=== WHAT THE TASK ASKS ===
Write out the entire listing exactly, so that each line matches the original.

------------------------------------------------

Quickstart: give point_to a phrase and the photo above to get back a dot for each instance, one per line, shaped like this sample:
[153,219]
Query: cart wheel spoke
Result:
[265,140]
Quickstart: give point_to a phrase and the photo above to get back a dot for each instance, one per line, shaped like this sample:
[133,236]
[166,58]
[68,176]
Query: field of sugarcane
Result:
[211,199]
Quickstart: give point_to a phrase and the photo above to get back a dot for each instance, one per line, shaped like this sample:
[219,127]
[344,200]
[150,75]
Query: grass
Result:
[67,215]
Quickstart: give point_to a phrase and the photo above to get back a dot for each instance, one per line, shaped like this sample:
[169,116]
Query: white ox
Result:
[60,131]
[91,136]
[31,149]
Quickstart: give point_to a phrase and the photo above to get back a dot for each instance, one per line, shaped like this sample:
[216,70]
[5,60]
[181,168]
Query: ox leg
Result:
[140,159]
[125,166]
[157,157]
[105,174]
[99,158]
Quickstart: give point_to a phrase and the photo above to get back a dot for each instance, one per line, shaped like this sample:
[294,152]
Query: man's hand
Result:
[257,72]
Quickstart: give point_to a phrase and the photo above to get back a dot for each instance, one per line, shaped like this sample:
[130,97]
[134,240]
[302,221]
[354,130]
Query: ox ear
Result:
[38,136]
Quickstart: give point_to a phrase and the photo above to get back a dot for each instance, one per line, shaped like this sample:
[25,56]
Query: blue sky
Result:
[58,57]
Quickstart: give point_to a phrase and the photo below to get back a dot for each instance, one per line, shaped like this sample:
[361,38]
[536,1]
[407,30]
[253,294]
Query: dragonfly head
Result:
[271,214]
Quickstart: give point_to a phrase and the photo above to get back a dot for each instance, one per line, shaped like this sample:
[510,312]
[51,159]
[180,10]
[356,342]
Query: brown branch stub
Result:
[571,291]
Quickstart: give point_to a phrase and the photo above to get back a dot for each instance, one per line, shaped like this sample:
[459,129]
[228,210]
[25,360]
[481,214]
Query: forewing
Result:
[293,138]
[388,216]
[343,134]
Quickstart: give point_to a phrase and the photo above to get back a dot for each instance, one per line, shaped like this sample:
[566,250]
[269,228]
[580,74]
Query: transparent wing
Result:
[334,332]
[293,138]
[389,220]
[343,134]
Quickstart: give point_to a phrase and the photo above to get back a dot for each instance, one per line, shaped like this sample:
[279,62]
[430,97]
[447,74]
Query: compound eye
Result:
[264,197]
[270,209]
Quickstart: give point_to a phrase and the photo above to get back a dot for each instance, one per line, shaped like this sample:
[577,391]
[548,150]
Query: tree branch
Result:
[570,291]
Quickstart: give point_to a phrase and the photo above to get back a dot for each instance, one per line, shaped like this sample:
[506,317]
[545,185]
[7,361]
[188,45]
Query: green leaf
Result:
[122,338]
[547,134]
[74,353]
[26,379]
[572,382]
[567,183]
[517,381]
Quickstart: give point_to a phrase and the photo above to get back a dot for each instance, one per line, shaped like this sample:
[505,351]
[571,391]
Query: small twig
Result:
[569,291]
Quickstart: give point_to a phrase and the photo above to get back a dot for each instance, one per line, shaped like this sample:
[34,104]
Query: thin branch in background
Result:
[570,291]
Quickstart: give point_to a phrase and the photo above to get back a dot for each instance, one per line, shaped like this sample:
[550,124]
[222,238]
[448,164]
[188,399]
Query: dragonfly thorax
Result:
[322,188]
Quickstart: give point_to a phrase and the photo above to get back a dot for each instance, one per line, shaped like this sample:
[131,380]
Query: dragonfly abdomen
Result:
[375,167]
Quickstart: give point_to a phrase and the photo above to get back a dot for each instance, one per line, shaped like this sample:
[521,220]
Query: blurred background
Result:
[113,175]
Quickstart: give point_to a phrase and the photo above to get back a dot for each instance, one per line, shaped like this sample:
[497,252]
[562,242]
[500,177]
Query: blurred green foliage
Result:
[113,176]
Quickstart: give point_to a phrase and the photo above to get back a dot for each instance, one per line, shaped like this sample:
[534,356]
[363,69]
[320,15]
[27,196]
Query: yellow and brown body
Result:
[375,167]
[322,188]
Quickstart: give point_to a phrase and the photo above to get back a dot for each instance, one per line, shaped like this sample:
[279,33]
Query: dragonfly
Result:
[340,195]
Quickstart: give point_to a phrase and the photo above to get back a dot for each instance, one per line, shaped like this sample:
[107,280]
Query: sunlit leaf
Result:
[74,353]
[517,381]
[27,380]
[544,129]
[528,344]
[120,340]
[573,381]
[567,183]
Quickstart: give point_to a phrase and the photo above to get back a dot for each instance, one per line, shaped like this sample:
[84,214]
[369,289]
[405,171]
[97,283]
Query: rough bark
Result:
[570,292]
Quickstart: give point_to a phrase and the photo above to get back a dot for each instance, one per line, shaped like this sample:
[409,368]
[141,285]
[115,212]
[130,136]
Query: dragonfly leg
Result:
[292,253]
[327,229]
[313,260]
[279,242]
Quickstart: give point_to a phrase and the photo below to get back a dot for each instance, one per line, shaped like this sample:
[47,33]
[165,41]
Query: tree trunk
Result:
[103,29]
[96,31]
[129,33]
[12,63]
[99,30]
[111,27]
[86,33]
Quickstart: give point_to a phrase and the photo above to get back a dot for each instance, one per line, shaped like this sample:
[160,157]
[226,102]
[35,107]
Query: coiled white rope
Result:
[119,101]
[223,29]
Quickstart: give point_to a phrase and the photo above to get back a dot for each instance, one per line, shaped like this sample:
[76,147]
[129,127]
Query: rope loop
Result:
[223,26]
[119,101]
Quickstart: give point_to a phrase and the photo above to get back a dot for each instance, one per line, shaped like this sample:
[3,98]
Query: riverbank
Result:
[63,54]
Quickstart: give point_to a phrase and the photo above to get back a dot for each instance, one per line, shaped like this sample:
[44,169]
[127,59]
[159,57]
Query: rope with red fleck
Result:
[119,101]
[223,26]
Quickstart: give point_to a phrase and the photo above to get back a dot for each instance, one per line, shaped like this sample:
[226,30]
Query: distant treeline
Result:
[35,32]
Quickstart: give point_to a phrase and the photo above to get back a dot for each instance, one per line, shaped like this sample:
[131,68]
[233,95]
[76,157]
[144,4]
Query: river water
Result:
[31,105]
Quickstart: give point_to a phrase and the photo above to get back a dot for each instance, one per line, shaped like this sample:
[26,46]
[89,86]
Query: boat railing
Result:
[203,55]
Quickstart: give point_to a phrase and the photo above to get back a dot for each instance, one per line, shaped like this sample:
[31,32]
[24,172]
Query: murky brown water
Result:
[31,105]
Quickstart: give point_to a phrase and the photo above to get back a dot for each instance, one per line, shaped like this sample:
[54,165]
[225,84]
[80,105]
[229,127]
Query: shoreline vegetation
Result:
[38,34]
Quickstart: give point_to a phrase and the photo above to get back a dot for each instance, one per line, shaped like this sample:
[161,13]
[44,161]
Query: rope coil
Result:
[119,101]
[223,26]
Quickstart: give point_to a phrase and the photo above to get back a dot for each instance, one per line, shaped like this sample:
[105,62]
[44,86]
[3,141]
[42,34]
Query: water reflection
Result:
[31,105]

------------------------------------------------

=== OUTPUT BELOW ===
Quickstart: give point_to a phrase and the photo above to get back a dot for each instance, one per line, shaped like this sample:
[153,219]
Query: cart wheel spoke
Result:
[265,140]
Quickstart: give point_to a phrase and the photo above to get back a dot for each instance, one per line, shaped like this sample:
[133,236]
[166,58]
[68,176]
Query: field of sugarcane
Result:
[211,199]
Quickstart: give point_to a phrase and the photo above to get back a dot for each instance, one per line, shaped like this sample:
[219,127]
[344,200]
[150,75]
Query: grass
Result:
[67,215]
Quickstart: give point_to a phrase and the photo above to get back a dot for each instance, one per line, shaped like this sample:
[169,116]
Query: white ox
Result:
[60,131]
[91,136]
[31,149]
Quickstart: give point_to a phrase and the photo above to get back a dot for each instance, one per line, shaped like this sample:
[216,70]
[5,60]
[181,168]
Query: ox leg
Result:
[140,159]
[125,166]
[157,157]
[105,174]
[99,158]
Quickstart: give point_to a phrase and the photo above to get back a dot for each instance, one per line, shaped like this sample:
[294,152]
Query: man's hand
Result:
[257,72]
Quickstart: give point_to a phrase and the photo above to get back a dot for each instance, one per line, shaped like this sample:
[130,97]
[134,240]
[302,221]
[354,130]
Query: ox ear
Result:
[38,136]
Quickstart: give point_to a phrase and the photo above to get back a dot for each instance, one per line, shaped like this sample:
[25,56]
Query: blue sky
Result:
[58,57]
Quickstart: give point_to a phrase and the photo below to get back a dot for each instance, one per line, shaped like this sample:
[361,38]
[536,1]
[407,30]
[253,294]
Query: dragonfly head
Result:
[271,214]
Quickstart: give point_to a phrase and the photo above to get back a dot for each instance, one per line, shaped like this sample:
[510,312]
[51,159]
[180,10]
[356,342]
Query: brown branch stub
Result:
[571,291]
Quickstart: give point_to a phrase and the photo above to get back a dot for each instance, one per line, shaped like this sample:
[459,129]
[228,210]
[25,360]
[481,214]
Query: forewing
Result:
[293,138]
[388,216]
[343,134]
Quickstart: give point_to a phrase and the photo above to get back a dot for each instance, one per line, shaped like this sample:
[566,250]
[269,228]
[580,74]
Query: transparent wing
Result:
[334,332]
[293,138]
[389,220]
[343,134]
Quickstart: give point_to a phrase and the photo above to get back a dot for each instance, one per line, shaped like this sample:
[279,62]
[430,97]
[447,74]
Query: compound eye
Result:
[264,197]
[270,209]
Quickstart: give point_to a phrase and the photo above to get back a dot for each instance, one per line, shaped like this sample:
[577,391]
[548,150]
Query: tree branch
Result:
[570,291]
Quickstart: give point_to a phrase and the photo above to get back a dot for each instance, one per line, shaped like this sample:
[506,317]
[545,185]
[7,361]
[188,45]
Query: green leaf
Result:
[122,338]
[547,134]
[74,353]
[26,379]
[572,382]
[567,183]
[517,381]
Quickstart: give point_to a phrase and the photo above to get back a dot for each instance, one per line, shaped like this sample:
[505,351]
[571,391]
Query: small twig
Result:
[569,291]
Quickstart: give point_to a phrase and the photo above to get back a dot for each instance, one per line, shaped like this sample:
[34,104]
Query: thin branch in background
Result:
[570,291]
Quickstart: give point_to a phrase and the photo above to get back a dot for each instance, one per line, shaped like this sample:
[550,124]
[222,238]
[448,164]
[188,399]
Query: dragonfly thorax
Result:
[322,188]
Quickstart: give point_to a phrase and the photo above to get back a dot for each instance, one per line, shaped like this sample:
[131,380]
Query: dragonfly abdomen
Result:
[375,167]
Quickstart: give point_to a phrase and the photo above to get back a dot for each instance, one per line, shaped like this sample:
[521,220]
Query: blurred background
Result:
[113,175]
Quickstart: give point_to a phrase and the photo above to get back a dot for each instance, one per line, shaped like this sample:
[497,252]
[562,242]
[500,177]
Query: blurred green foliage
Result:
[113,176]
Quickstart: give point_to a phrase and the photo above to get back a dot for each instance, one per line, shaped like this sample:
[534,356]
[363,69]
[320,15]
[27,196]
Query: yellow and brown body
Result:
[375,167]
[322,188]
Quickstart: give point_to a phrase and the photo above to get back a dot for each instance, one per line, shaped like this sample:
[279,33]
Query: dragonfly
Result:
[340,195]
Quickstart: give point_to a phrase and the photo above to get back a dot for each instance, one per line, shaped like this sample:
[107,280]
Query: sunlit leaf
Result:
[74,353]
[517,381]
[27,380]
[544,129]
[528,344]
[120,340]
[573,381]
[567,183]
Quickstart: give point_to a phrase and the photo above to get back a dot for each instance, one per line, shaped like this sample:
[84,214]
[369,289]
[405,171]
[97,283]
Query: rough bark
Result:
[570,292]
Quickstart: give point_to a phrase and the photo above to get back a dot for each instance, one per line, shaped like this sample:
[409,368]
[141,285]
[115,212]
[130,136]
Query: dragonfly leg
Result:
[292,253]
[327,229]
[313,260]
[279,242]
Quickstart: give point_to a phrase and the photo below to get back a dot for each instance, one per line, shaped like this sample:
[47,33]
[165,41]
Query: tree trunk
Result:
[103,29]
[96,31]
[129,33]
[12,63]
[99,30]
[111,27]
[86,33]
Quickstart: give point_to a phrase and the photo above to get back a dot for each instance, one per line, shaped like this sample:
[160,157]
[226,102]
[35,107]
Query: coiled white rope
Result:
[119,101]
[223,29]
Quickstart: give point_to a phrase and the photo above to get back a dot for each instance, one per line, shaped like this sample:
[76,147]
[129,127]
Query: rope loop
Result:
[223,26]
[119,101]
Quickstart: give point_to a phrase and the photo above to get back a dot for each instance, one per line, shaped like this sample:
[3,98]
Query: riverbank
Result:
[63,54]
Quickstart: give point_to a phrase and the photo above to get back a dot for each instance, one per line, shaped like this sample:
[44,169]
[127,59]
[159,57]
Query: rope with red fleck
Result:
[119,101]
[223,26]
Quickstart: give point_to a phrase and the photo above to get back a dot for each instance, one per line, shaped like this sample:
[226,30]
Query: distant treeline
Result:
[35,32]
Quickstart: give point_to a phrase and the photo above to get back a dot for each instance, one per line, shaped like this sample:
[131,68]
[233,95]
[76,157]
[144,4]
Query: river water
Result:
[31,105]
Quickstart: give point_to a phrase and the photo above to get back a dot for each instance, one per line, shaped like this sample:
[26,46]
[89,86]
Query: boat railing
Result:
[203,55]
Quickstart: give point_to a phrase and the photo above to get back a dot for each instance, one per line, shaped like this sample:
[31,32]
[24,172]
Query: murky brown water
Result:
[31,105]
Quickstart: give point_to a phrase and the photo above to get back a dot for each instance, one per line, shaped like this sample:
[54,165]
[225,84]
[80,105]
[229,127]
Query: shoreline vegetation
Result:
[38,34]
Quickstart: give point_to a phrase and the photo above to get back a dot for each instance, one per line, shaped like this sample:
[161,13]
[44,161]
Query: rope coil
Result:
[119,101]
[223,26]
Quickstart: give point_to a phrase and the photo above to get back a dot for each instance, one per line, shaped like this sample:
[105,62]
[44,86]
[3,141]
[42,34]
Query: water reflection
Result:
[31,105]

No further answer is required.